§ Written task A:
Please substitute "narrow windsock tail" for "windsock narrow tail" in the rows running from the start of the rows through the line with "175 78 L 135", keeping everything else the same. Leave the pictures out of your answer.
++++ Text block
Rotten’s 1978 interview with the BBC, which was previously unaired, was featured in a P.I.L. album and played for the Piers Morgan’s Life Stories audience.

Here’s a transcript of Rotten’s banned 1978 interview in which he said Savile was on his “gonna” list:

Interviewer: So who else is on the “Gonna” list?

Johnny Rotten: Oh it’s endless believe me. I just want to make a film of it. On film, I’d like to kill Jimmy Savile. I think he’s a hypocrite. When I write that he’s into all kinds of seediness that we all know about but are not allowed to talk about. I know some rumours. I bet none of this’ll be allowed out.

Interviewer: I shouldn’t imagine libellous stuff would be allowed out.

Johnny Rotten: Nothing I said is libel.

Following the tape, Piers highlighted Rotten’s prophetic words in light of the revelations about Savile, the BBC DJ and Top of the Pops presenter who died in 2011 and was believed to have abused hundreds of victims, including children as young as eight years old.

“Put aside the rhetoric you were using. The fact that in 1978, at the height of the Sex Pistols Explosion, there you are, saying about Jimmy Savile: ‘He was into all kinds of seediness, that we all knew about, weren’t allowed to talk about it, I know some rumours.’ For you, you had heard the kind of thing we now know about him? Or stuff like that?”

“Yeah. I think most kids did too,” Rotten told Piers. “Most kids wanted to go on Top of the Pops, but we all knew what that cigar muncher was up to. But I’m very very bitter that the likes of Savile and the rest of them were allowed to continue.”

“Did you ever try to do anything about Savile?” Morgan asked.

“I did my bit. I said what I had to,” Rotten responded, going on to say he faced backlash from the network after the interview.

“Did they air that?” Morgan asked.

“No. It just got suppressed. For legal reasons,” Rotten said. “I found myself being banned from BBC Radio there for quite – well, for my contentious behavior.”

“I mean, it’s shocking… that he got away with it for another thirty odd years,” Morgan stated.

“Yeah. Not only him but a whole bunch of them. And these are the purveyors of good taste, huh?” Rotten told him.

Rotten, who also has US citizenship, previously declared he’d voted for President Donald Trump’s reelection in 2020, saying he was “an individual thinker” as opposed to “delinquently senile” opponent Joe Biden.

Rotten’s criticisms of the BBC are once again being shared widely on social media and are reigniting the debate around the media’s role in covering up abuse and protecting powerful individuals.
++++++++
§ Written task B:
Translate this sentence from the article into Spanish: "Rotten's criticisms of the BBC are once again being shared widely on social media and are reigniting the debate around the media's role in covering up abuse and protecting powerful individuals."
++++ Records supplied
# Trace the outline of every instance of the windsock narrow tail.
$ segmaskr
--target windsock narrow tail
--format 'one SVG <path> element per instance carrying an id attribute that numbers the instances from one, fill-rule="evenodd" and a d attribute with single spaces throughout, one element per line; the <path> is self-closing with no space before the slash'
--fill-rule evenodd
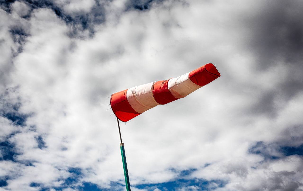
<path id="1" fill-rule="evenodd" d="M 175 78 L 135 86 L 114 94 L 111 106 L 115 115 L 126 122 L 159 105 L 184 97 L 220 76 L 209 63 Z"/>

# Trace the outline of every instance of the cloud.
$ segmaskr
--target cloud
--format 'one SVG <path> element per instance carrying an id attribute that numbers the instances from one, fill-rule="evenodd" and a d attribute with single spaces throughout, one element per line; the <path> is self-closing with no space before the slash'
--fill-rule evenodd
<path id="1" fill-rule="evenodd" d="M 2 2 L 2 188 L 124 189 L 106 98 L 211 62 L 120 124 L 132 189 L 301 190 L 300 3 Z"/>

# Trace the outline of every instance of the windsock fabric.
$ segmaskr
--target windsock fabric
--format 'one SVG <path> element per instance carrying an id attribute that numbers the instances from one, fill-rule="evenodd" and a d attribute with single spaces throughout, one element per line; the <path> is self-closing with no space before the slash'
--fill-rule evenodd
<path id="1" fill-rule="evenodd" d="M 114 94 L 111 97 L 111 106 L 118 119 L 126 122 L 155 106 L 184 97 L 220 76 L 215 66 L 210 63 L 175 78 Z"/>

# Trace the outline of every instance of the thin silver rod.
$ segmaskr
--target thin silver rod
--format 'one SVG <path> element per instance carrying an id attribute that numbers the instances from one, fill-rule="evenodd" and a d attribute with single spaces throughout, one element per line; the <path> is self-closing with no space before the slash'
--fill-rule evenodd
<path id="1" fill-rule="evenodd" d="M 119 124 L 119 119 L 118 118 L 117 118 L 117 121 L 118 122 L 118 129 L 119 129 L 119 134 L 120 135 L 120 141 L 121 141 L 121 143 L 122 143 L 122 138 L 121 137 L 121 132 L 120 131 L 120 125 Z"/>

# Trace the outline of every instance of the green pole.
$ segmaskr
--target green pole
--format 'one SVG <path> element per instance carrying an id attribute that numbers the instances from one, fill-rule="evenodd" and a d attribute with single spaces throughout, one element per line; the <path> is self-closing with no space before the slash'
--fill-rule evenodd
<path id="1" fill-rule="evenodd" d="M 124 150 L 124 144 L 122 143 L 122 138 L 121 137 L 121 132 L 120 131 L 120 125 L 119 124 L 119 119 L 117 118 L 118 122 L 118 128 L 119 129 L 119 134 L 120 135 L 120 150 L 121 150 L 121 156 L 122 157 L 122 163 L 123 164 L 123 170 L 124 170 L 124 177 L 125 178 L 125 186 L 126 187 L 126 191 L 131 191 L 131 186 L 129 184 L 129 178 L 128 177 L 128 171 L 127 170 L 127 165 L 126 164 L 126 158 L 125 157 L 125 151 Z"/>

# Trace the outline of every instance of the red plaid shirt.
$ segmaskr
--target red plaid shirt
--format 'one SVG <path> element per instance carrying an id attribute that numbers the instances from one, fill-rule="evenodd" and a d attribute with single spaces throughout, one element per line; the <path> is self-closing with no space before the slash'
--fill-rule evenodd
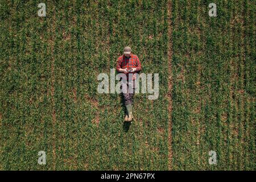
<path id="1" fill-rule="evenodd" d="M 131 57 L 128 58 L 123 55 L 119 57 L 117 59 L 117 71 L 119 72 L 120 68 L 127 68 L 128 70 L 130 70 L 131 68 L 136 68 L 136 71 L 133 73 L 128 73 L 126 74 L 127 80 L 129 79 L 129 73 L 132 74 L 132 79 L 135 80 L 136 79 L 136 75 L 134 75 L 134 73 L 136 73 L 141 70 L 141 64 L 137 55 L 131 53 Z"/>

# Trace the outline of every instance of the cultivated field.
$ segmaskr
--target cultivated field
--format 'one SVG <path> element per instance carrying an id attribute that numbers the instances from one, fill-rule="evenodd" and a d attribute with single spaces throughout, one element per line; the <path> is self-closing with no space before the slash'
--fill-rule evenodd
<path id="1" fill-rule="evenodd" d="M 1 1 L 0 169 L 255 169 L 255 11 L 254 1 Z M 121 96 L 97 90 L 126 46 L 159 75 L 158 98 L 136 94 L 130 125 Z"/>

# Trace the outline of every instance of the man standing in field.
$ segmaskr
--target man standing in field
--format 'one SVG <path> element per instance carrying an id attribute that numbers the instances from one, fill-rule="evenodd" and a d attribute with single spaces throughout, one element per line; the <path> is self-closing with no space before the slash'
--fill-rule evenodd
<path id="1" fill-rule="evenodd" d="M 127 114 L 125 115 L 125 121 L 131 121 L 133 119 L 132 105 L 133 96 L 135 93 L 136 74 L 141 71 L 141 64 L 139 58 L 135 55 L 131 53 L 131 48 L 130 47 L 125 47 L 123 55 L 117 59 L 117 71 L 122 72 L 126 76 L 127 93 L 122 92 Z M 133 89 L 129 89 L 133 87 Z M 121 87 L 122 89 L 122 87 Z"/>

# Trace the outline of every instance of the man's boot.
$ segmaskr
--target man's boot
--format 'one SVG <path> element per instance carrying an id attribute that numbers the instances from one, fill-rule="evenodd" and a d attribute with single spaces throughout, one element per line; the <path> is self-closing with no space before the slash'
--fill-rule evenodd
<path id="1" fill-rule="evenodd" d="M 125 121 L 128 121 L 127 120 L 128 120 L 128 114 L 126 114 L 125 117 Z"/>
<path id="2" fill-rule="evenodd" d="M 131 104 L 129 104 L 125 106 L 127 109 L 127 113 L 128 113 L 128 118 L 127 121 L 131 121 L 133 118 L 133 107 Z"/>

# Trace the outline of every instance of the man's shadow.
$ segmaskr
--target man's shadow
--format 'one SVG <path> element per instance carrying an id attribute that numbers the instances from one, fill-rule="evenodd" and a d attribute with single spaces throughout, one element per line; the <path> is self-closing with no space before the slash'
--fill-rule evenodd
<path id="1" fill-rule="evenodd" d="M 123 95 L 122 94 L 122 93 L 120 93 L 119 97 L 121 97 L 121 98 L 120 104 L 122 104 L 122 107 L 123 109 L 123 113 L 125 113 L 125 115 L 126 115 L 127 113 L 127 110 L 126 110 L 126 107 L 125 107 L 125 98 L 124 98 Z M 127 121 L 124 121 L 123 124 L 123 130 L 125 133 L 127 133 L 130 129 L 130 126 L 131 126 L 130 122 L 127 122 Z"/>

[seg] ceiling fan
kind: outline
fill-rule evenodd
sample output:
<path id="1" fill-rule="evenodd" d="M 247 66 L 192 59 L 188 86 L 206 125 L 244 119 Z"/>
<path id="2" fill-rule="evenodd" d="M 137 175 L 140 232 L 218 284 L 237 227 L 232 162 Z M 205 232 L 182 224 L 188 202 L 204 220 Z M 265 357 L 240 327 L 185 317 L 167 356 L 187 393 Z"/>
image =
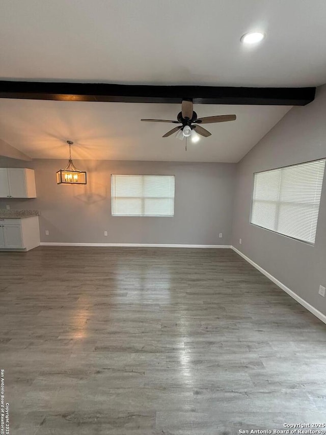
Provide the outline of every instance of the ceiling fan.
<path id="1" fill-rule="evenodd" d="M 205 137 L 211 136 L 206 129 L 204 129 L 200 124 L 210 124 L 213 122 L 224 122 L 226 121 L 234 121 L 236 119 L 235 115 L 220 115 L 216 116 L 206 116 L 205 118 L 197 118 L 197 114 L 194 111 L 193 101 L 191 100 L 182 100 L 181 111 L 178 114 L 177 121 L 170 121 L 167 119 L 141 119 L 141 121 L 149 121 L 151 122 L 172 122 L 173 124 L 181 124 L 175 127 L 172 130 L 163 135 L 166 138 L 177 133 L 176 137 L 182 140 L 184 137 L 191 136 L 193 142 L 197 142 L 199 139 L 198 134 Z"/>

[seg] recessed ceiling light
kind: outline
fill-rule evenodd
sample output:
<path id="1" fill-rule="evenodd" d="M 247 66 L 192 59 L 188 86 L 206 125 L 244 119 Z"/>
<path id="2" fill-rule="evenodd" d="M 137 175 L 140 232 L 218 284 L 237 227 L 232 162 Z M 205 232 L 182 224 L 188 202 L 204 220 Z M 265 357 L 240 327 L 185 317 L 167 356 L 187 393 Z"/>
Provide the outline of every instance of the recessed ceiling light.
<path id="1" fill-rule="evenodd" d="M 264 37 L 265 34 L 261 32 L 252 32 L 242 35 L 240 40 L 243 44 L 256 44 L 262 41 Z"/>

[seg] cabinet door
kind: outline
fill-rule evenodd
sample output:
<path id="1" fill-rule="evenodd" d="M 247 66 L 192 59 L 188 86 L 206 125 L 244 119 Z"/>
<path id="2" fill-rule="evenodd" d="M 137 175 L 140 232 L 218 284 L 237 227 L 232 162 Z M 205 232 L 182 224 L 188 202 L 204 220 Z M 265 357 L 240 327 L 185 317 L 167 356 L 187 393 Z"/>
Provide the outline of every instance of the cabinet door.
<path id="1" fill-rule="evenodd" d="M 10 195 L 13 198 L 26 198 L 27 189 L 24 168 L 8 168 Z"/>
<path id="2" fill-rule="evenodd" d="M 5 247 L 5 233 L 4 225 L 0 225 L 0 248 Z"/>
<path id="3" fill-rule="evenodd" d="M 21 227 L 20 225 L 6 225 L 3 227 L 6 248 L 22 248 Z"/>
<path id="4" fill-rule="evenodd" d="M 7 168 L 0 168 L 0 198 L 7 198 L 10 195 Z"/>

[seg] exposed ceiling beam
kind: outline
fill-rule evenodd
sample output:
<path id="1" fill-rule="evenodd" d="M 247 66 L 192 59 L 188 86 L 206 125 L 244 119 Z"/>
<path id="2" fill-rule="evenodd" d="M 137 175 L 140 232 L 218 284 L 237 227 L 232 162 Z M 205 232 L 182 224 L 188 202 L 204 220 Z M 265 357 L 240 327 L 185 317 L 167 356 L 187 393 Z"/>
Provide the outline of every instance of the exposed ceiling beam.
<path id="1" fill-rule="evenodd" d="M 0 81 L 0 97 L 59 101 L 305 106 L 315 88 L 161 86 Z"/>
<path id="2" fill-rule="evenodd" d="M 11 159 L 17 159 L 18 160 L 25 160 L 31 162 L 33 159 L 29 156 L 24 154 L 14 146 L 0 139 L 0 157 L 10 157 Z"/>

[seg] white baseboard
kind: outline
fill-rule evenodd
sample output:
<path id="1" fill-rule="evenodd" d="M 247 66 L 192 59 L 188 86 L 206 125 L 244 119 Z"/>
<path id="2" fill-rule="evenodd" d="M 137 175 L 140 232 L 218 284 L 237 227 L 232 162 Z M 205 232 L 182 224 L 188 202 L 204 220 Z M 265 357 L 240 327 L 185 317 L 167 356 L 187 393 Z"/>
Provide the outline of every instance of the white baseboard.
<path id="1" fill-rule="evenodd" d="M 41 242 L 41 246 L 116 246 L 131 248 L 213 248 L 229 249 L 230 245 L 170 245 L 162 243 L 61 243 Z"/>
<path id="2" fill-rule="evenodd" d="M 276 284 L 280 289 L 282 289 L 282 290 L 284 290 L 286 292 L 288 295 L 291 296 L 297 302 L 298 302 L 299 303 L 301 304 L 305 308 L 306 308 L 310 313 L 312 313 L 314 314 L 316 317 L 321 320 L 322 322 L 323 322 L 324 323 L 326 323 L 326 316 L 324 314 L 323 314 L 322 313 L 321 313 L 317 309 L 315 308 L 314 306 L 313 306 L 312 305 L 307 302 L 306 300 L 305 300 L 304 299 L 303 299 L 301 296 L 298 296 L 296 293 L 295 293 L 292 290 L 289 289 L 288 287 L 287 287 L 286 286 L 285 286 L 283 283 L 281 283 L 281 281 L 279 281 L 278 279 L 277 279 L 273 275 L 271 275 L 270 273 L 268 273 L 264 269 L 263 269 L 262 267 L 261 267 L 256 263 L 253 262 L 252 260 L 245 255 L 244 254 L 242 253 L 238 249 L 237 249 L 236 248 L 235 248 L 234 246 L 231 246 L 231 249 L 232 249 L 235 252 L 236 252 L 237 254 L 239 254 L 239 255 L 242 258 L 244 258 L 246 261 L 248 261 L 248 263 L 250 263 L 252 266 L 253 266 L 254 267 L 255 267 L 259 272 L 261 272 L 263 275 L 270 279 L 271 281 Z"/>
++++++++
§ Task solution A:
# Trace the outline of every instance of the narrow windsock tail.
$ segmaskr
--target narrow windsock tail
--format 'one SVG <path> element per instance carrying an id attribute that numbers the instances from one, fill-rule="evenodd" and a d attribute with single spaces throughout, one element per line; the <path> is self-closing with no space before the slash'
--fill-rule evenodd
<path id="1" fill-rule="evenodd" d="M 175 78 L 135 86 L 114 94 L 111 106 L 115 115 L 126 122 L 159 105 L 184 97 L 220 76 L 209 63 Z"/>

§ Task solution B:
Las críticas de Rotten a la BBC vuelven a compartirse ampliamente en las redes sociales y están reavivando el debate sobre el papel de los medios en el encubrimiento de abusos y la protección de personas poderosas.